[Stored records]

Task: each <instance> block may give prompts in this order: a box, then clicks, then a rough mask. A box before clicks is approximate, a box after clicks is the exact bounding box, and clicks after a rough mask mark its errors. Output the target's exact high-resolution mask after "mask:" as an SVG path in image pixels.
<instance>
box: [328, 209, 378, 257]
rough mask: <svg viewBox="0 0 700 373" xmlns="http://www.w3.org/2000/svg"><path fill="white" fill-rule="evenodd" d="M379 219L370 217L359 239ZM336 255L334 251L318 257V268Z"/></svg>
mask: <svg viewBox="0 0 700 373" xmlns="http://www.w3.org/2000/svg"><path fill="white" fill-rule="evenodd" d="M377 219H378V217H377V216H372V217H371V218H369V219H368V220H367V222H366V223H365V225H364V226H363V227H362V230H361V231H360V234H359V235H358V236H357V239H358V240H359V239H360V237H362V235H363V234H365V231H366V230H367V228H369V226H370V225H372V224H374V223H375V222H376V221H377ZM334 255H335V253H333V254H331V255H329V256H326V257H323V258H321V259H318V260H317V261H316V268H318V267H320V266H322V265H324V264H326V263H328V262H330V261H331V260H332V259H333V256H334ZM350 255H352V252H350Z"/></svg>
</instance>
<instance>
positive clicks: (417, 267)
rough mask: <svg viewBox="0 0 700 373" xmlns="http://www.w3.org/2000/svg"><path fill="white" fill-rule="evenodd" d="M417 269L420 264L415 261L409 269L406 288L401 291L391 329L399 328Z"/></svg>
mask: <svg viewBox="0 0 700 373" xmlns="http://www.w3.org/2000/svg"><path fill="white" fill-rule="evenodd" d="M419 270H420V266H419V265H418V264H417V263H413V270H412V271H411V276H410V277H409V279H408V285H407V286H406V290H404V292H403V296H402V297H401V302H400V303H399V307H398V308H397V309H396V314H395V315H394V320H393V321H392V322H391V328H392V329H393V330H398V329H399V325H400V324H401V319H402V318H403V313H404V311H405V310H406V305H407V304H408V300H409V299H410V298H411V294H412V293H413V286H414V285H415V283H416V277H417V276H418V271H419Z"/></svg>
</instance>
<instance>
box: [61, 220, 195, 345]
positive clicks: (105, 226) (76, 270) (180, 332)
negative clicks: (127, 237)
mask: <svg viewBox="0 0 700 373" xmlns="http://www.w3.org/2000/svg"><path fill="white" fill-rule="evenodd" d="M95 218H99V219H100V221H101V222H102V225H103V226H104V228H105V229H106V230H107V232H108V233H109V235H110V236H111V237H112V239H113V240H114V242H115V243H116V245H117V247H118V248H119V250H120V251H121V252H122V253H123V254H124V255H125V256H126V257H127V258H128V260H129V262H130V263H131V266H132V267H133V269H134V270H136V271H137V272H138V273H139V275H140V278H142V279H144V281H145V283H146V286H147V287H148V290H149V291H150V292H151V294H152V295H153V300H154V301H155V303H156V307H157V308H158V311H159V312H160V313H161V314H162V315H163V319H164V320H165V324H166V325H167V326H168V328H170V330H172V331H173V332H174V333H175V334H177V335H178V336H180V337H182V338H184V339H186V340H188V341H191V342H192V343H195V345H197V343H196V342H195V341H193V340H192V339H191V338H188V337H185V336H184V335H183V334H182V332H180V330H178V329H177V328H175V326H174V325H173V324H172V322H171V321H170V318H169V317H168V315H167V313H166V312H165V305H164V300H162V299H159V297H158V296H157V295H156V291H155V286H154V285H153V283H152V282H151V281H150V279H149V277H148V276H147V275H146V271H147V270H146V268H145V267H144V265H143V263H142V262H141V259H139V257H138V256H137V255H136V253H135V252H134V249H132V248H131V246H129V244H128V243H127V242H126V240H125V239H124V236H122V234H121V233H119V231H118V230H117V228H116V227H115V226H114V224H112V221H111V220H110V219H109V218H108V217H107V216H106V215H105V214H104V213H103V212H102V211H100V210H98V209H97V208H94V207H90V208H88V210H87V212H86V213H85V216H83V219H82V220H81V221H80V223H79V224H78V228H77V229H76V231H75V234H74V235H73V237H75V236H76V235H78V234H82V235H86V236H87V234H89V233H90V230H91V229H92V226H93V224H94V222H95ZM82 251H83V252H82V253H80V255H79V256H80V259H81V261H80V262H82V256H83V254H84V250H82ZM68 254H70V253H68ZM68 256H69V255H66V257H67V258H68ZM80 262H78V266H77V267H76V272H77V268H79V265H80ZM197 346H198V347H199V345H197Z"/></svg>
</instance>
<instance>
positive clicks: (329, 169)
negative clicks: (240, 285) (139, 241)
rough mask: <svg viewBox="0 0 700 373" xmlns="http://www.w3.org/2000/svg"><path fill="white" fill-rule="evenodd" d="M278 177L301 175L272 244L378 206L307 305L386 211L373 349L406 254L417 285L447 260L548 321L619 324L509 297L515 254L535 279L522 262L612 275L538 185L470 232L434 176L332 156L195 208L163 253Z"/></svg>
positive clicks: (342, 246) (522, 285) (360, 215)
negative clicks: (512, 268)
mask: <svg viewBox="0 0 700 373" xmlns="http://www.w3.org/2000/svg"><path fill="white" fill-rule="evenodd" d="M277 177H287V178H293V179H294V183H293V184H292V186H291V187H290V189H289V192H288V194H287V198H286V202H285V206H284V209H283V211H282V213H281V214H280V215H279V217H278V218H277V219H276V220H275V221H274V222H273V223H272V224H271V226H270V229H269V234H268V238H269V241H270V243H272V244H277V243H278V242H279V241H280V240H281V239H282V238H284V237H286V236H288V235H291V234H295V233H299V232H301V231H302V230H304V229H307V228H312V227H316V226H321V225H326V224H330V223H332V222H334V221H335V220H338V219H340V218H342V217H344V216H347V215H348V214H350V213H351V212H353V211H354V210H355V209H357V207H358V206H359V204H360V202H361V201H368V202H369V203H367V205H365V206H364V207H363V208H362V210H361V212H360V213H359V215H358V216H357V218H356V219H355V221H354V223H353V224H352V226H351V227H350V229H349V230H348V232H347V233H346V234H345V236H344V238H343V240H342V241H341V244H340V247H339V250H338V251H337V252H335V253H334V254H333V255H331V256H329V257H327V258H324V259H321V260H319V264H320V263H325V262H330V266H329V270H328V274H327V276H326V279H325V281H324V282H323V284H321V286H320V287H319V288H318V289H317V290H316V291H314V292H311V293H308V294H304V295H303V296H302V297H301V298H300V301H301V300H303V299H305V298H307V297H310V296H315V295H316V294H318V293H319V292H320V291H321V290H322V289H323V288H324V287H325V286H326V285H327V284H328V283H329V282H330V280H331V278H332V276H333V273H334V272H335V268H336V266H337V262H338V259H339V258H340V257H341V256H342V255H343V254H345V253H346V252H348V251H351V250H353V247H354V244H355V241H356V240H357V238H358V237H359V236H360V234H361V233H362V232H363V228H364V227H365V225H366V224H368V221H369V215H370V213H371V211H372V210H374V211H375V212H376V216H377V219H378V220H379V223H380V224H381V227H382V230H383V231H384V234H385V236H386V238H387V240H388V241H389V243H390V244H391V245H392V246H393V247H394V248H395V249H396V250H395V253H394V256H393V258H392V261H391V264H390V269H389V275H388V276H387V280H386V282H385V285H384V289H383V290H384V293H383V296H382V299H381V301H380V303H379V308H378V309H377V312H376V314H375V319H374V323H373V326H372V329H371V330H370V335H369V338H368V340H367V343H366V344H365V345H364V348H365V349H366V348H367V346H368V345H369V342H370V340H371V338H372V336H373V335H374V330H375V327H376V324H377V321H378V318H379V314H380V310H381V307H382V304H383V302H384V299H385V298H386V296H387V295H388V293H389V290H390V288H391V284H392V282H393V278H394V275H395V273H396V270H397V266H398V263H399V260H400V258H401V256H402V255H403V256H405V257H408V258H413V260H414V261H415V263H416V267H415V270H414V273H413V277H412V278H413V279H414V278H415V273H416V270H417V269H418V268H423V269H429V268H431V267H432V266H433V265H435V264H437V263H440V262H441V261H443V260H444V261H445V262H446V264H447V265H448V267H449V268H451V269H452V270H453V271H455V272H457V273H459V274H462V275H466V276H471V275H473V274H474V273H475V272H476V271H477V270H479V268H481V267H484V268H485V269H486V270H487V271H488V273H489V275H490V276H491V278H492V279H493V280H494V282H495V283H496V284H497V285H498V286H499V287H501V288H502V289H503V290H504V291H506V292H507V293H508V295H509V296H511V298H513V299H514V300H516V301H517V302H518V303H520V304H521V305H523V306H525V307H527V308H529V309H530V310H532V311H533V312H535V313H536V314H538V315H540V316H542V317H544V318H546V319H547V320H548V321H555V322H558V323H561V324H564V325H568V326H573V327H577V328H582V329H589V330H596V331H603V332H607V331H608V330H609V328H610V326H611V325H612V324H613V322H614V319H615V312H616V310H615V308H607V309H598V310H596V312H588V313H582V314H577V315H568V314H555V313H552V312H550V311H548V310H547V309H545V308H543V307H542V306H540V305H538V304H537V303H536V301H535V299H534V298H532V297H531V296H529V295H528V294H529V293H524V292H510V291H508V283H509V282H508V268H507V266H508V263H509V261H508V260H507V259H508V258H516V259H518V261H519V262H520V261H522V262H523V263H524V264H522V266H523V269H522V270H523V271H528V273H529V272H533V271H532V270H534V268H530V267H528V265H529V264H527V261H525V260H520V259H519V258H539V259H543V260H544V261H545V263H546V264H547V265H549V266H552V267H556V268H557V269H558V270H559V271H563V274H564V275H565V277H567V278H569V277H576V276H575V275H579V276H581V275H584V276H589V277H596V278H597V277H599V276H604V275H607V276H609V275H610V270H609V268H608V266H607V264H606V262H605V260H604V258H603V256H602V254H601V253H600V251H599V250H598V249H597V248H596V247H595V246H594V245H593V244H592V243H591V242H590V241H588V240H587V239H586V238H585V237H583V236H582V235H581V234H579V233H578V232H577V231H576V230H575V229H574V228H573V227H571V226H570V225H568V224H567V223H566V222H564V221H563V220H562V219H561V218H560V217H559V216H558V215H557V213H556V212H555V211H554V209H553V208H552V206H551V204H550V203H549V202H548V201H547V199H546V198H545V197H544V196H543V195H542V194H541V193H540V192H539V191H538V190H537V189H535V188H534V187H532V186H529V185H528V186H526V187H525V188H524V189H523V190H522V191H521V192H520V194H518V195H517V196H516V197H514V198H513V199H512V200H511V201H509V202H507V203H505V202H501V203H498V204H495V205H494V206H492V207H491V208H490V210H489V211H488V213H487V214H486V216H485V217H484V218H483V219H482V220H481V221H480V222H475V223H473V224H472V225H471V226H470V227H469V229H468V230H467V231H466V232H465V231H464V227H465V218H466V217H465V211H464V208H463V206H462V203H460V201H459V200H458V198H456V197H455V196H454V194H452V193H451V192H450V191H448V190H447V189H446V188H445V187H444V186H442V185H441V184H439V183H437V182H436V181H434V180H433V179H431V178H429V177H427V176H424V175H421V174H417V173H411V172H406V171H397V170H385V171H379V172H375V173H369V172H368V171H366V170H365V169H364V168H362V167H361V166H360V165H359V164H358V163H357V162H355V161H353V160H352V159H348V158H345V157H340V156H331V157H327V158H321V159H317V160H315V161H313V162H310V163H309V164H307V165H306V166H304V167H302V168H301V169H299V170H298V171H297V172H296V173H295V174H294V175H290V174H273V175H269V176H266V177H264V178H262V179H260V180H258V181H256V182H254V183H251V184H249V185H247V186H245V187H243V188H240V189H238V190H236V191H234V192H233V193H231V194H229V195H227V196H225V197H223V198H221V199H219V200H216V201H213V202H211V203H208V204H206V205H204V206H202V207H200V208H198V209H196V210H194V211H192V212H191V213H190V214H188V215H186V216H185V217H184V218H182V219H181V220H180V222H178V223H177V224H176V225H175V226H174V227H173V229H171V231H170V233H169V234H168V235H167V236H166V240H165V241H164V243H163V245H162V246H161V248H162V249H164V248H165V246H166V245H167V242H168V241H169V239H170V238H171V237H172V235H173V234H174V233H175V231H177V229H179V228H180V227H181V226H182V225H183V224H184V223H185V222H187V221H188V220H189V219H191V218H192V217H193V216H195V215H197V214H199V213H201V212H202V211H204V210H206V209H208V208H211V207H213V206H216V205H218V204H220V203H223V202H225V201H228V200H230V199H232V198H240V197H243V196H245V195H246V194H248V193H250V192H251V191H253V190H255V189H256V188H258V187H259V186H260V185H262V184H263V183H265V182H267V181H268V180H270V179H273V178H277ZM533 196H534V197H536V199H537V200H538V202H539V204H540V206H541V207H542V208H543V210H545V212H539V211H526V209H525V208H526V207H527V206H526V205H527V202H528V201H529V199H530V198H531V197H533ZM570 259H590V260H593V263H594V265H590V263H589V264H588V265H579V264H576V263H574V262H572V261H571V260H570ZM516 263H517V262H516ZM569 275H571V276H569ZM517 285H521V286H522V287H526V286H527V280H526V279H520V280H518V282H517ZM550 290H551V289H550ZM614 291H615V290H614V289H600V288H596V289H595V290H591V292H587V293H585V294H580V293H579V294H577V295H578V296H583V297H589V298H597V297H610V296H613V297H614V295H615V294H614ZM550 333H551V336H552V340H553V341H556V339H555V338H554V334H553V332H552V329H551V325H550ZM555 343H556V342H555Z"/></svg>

* [Brief] Copy every line of the records above that holds the word "positive".

* [The answer]
positive clicks: (417, 267)
positive clicks: (105, 226) (76, 270) (180, 332)
positive clicks: (329, 169)
positive clicks: (342, 246) (522, 285) (360, 215)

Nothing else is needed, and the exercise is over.